Mit dem Modell F – flexible Weiterbildung – wird die Situation der Nachfrager auf der Stufe Höhere Fachschule und Fachhochschule seit 2005 wesentlich verbessert. Hürden werden abgebaut, Ressourcen zugänglich gemacht und Potenziale gefördert. Gemäss der Geschäftsführerin des Vereins Modell F, Rebekka Risi, besteht die Grundidee darin, dass Weiterbildungslehrgänge unterbrochen werden können: «Neu ist, dass sie so flexibel ange-boten werden, dass die Teilnehmenden das Recht haben, dies jederzeit, mehrmals und ohne Angabe von Gründen zu tun: Wer, geplant oder auch unverhofft, einen Auslandaufenthalt vor sich hat, ein Kind bekommt, den Job wechselt oder in der Armee weitermacht, kann davon profitieren. Pausen sind möglich und das Weiterlernen nach einer Pause ebenfalls. Wenn kein Unterbruch eintritt, können die Bildungsgänge in der üblichen Zeit abgeschlossen werden. So gibt es viel weniger Abbrüche und Ausstiege, und die Schwelle zum Entschluss, sich konkret beruflich weiterzuentwickeln, wird um einiges niedriger. Ob nach Mutterschaftsurlaub, Auslandaufenthalt, nach Trainings- oder Wettkampfphasen oder im beruflich ausgebuchten Alltag: Der Wiedereinstieg wird gemeinsam mit den Schulleitenden geplant und organisiert, die Abschlussprüfungen können später durchlaufen werden.»

------------------------------------------------------------------------

■ AUFGABE:
Schreibe den Text über das Modell F der flexiblen Weiterbildung im Anschluss an seinen letzten Satz weiter.

------------------------------------------------------------------------

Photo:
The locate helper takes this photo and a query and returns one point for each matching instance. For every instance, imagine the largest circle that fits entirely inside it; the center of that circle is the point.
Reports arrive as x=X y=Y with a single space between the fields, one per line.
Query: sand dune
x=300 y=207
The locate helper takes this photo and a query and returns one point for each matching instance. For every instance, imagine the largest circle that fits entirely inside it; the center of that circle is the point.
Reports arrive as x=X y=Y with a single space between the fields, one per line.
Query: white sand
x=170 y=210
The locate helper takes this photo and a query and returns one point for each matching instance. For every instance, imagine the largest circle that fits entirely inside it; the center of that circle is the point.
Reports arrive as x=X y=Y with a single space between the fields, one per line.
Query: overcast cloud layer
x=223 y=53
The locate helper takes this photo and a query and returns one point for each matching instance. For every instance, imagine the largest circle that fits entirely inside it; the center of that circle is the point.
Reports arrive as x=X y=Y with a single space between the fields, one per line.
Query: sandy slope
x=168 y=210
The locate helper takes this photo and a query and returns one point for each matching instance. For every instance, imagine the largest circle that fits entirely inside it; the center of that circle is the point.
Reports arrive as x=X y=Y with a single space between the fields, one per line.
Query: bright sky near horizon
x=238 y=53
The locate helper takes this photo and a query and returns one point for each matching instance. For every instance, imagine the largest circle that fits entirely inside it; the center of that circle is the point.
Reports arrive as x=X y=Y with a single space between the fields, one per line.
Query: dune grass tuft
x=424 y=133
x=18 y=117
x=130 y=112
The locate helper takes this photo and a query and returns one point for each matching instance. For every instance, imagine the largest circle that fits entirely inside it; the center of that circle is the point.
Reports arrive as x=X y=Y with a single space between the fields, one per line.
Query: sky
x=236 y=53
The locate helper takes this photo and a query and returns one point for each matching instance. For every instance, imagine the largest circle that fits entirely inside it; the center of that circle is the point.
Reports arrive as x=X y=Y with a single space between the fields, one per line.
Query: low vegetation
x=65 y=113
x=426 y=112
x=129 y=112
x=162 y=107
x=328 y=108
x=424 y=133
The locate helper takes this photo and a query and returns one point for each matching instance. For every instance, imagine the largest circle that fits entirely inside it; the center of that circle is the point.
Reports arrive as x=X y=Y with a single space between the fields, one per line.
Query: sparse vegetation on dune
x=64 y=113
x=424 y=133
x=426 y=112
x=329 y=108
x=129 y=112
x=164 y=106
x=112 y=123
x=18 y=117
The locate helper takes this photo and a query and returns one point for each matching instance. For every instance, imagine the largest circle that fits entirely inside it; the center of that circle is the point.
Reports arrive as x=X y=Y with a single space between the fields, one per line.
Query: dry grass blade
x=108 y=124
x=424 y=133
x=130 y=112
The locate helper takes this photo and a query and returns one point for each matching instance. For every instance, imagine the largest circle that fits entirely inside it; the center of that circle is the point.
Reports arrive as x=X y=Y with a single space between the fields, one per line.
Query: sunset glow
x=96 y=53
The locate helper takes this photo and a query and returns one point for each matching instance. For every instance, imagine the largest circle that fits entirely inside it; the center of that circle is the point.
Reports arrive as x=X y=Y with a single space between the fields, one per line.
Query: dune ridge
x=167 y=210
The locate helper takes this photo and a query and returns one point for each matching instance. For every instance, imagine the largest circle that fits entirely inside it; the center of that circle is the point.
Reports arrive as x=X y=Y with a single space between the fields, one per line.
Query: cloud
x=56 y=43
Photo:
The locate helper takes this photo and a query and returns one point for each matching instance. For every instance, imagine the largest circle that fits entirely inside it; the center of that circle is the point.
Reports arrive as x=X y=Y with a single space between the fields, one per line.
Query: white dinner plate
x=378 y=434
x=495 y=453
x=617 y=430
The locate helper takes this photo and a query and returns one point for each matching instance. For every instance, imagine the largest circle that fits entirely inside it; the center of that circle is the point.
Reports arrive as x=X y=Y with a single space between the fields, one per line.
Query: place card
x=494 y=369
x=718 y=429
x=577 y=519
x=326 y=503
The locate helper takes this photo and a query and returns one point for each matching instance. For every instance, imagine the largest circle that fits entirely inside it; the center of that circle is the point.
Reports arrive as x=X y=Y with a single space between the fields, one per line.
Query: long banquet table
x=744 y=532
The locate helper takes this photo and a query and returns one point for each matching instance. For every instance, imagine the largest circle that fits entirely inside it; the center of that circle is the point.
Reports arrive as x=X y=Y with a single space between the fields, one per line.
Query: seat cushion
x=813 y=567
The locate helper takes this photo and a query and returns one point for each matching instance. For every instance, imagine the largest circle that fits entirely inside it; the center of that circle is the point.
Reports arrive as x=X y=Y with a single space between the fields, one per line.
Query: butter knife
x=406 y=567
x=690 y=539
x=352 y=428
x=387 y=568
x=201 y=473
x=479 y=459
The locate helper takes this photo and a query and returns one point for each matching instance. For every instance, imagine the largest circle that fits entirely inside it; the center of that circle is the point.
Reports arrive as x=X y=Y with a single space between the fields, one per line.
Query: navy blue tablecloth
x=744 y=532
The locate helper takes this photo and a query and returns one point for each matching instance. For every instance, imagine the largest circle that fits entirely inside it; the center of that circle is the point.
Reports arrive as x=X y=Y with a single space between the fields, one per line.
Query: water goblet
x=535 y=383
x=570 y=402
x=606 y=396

------------------------------------------------------------------------

■ LÖSUNG ZUR AUFGABE:
Modell F kommt nicht nur Weiterbildungswilligen entgegen, sondern auch der Wirtschaft im Gesamten, indem bisher ungenutztes Humankapital dem Arbeitsmarkt zugeführt und Mitarbeitende im Markt die Möglichkeit einer höheren Qualifikation eröffnet wird. Modell F ist ein kleiner, aber konkreter Beitrag, den von einigen Branchen beklagten Fachkräftemangel mildern zu helfen. Tatsächlich: Gemäss dem KMU-Portal des EVD «sieht sich knapp die Hälfte der Schweizer Unternehmen einer Talentknappheit gegenüber. Bei den meistgesuchten Berufen stehen die Facharbeitenden an erster Stelle».

Ingenieure, Techniker, Gesundheitspersonal, IT-Spezialisten sind ausgesprochene Mangelberufe. Zukunftsträchtige Branchen leiden. So äusserten in einer Befragung im Jahre 2009 «rund 65 Prozent der Cleantech-Unternehmen Schwierigkeiten, Fachkräfte zu rekrutieren». Und auch in einer Studie von économiesuisse zusammen mit dem Berufsverband Swiss Engineering aus dem Jahre 2011 ist von einer «Lücke von 14 000 bis 15 000 Ingenieuren» die Rede. Im Pflegebereich rechnet man laut Exponenten des grössten Branchenverbandes «in den nächsten Jahren von einem Zusatzbedarf von 15 000 bis 25 000 Personen».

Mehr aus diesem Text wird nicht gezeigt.